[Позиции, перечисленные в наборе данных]
..........
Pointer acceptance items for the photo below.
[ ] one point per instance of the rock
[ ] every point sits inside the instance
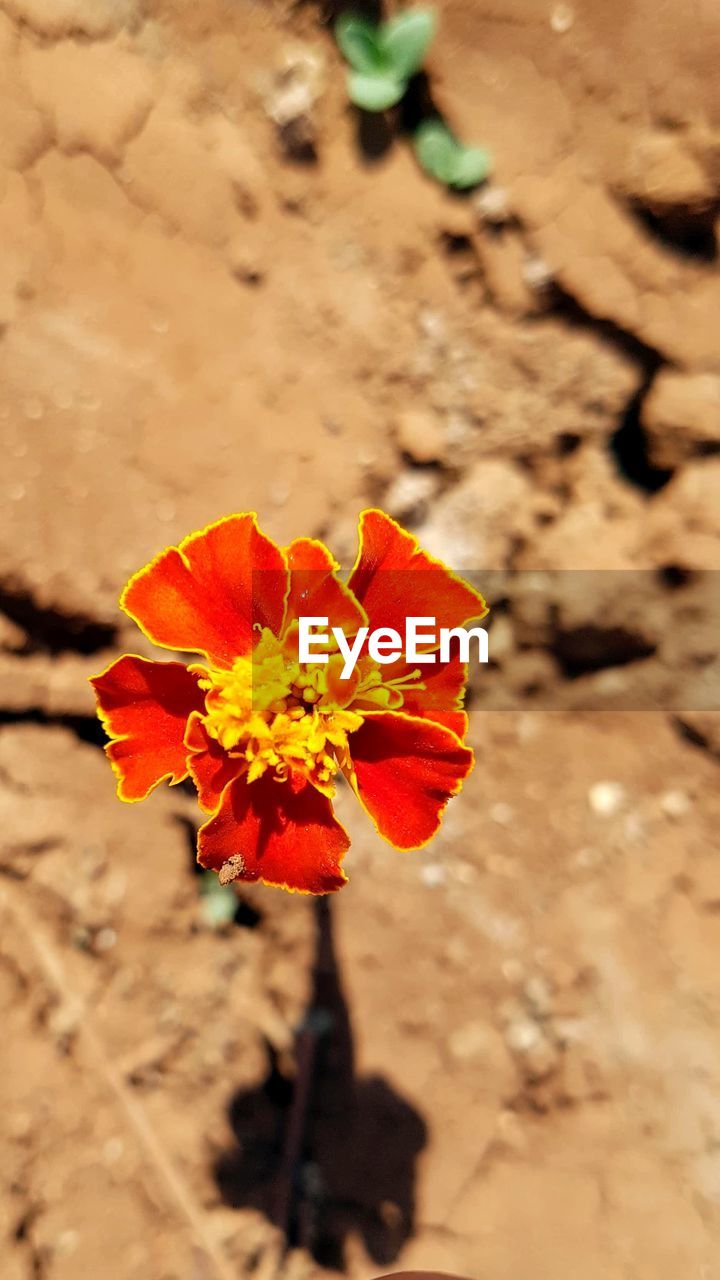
(504, 261)
(534, 1054)
(176, 168)
(12, 636)
(95, 95)
(419, 434)
(683, 525)
(94, 18)
(492, 205)
(675, 804)
(292, 96)
(53, 685)
(606, 799)
(682, 416)
(614, 270)
(475, 524)
(409, 494)
(661, 173)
..........
Условие задачи: Перепишите все строки выше, переименовав «rock» в «boulder» и ничего больше не меняя. Изображения в ответ не включайте.

Результат выполнения:
Pointer acceptance items for the photo below.
[ ] one point per instance of the boulder
[ ] every point sits inside the instance
(504, 261)
(534, 1054)
(176, 168)
(12, 636)
(95, 95)
(419, 434)
(683, 525)
(94, 18)
(492, 205)
(675, 804)
(292, 96)
(53, 685)
(606, 799)
(682, 416)
(614, 270)
(475, 524)
(409, 494)
(661, 173)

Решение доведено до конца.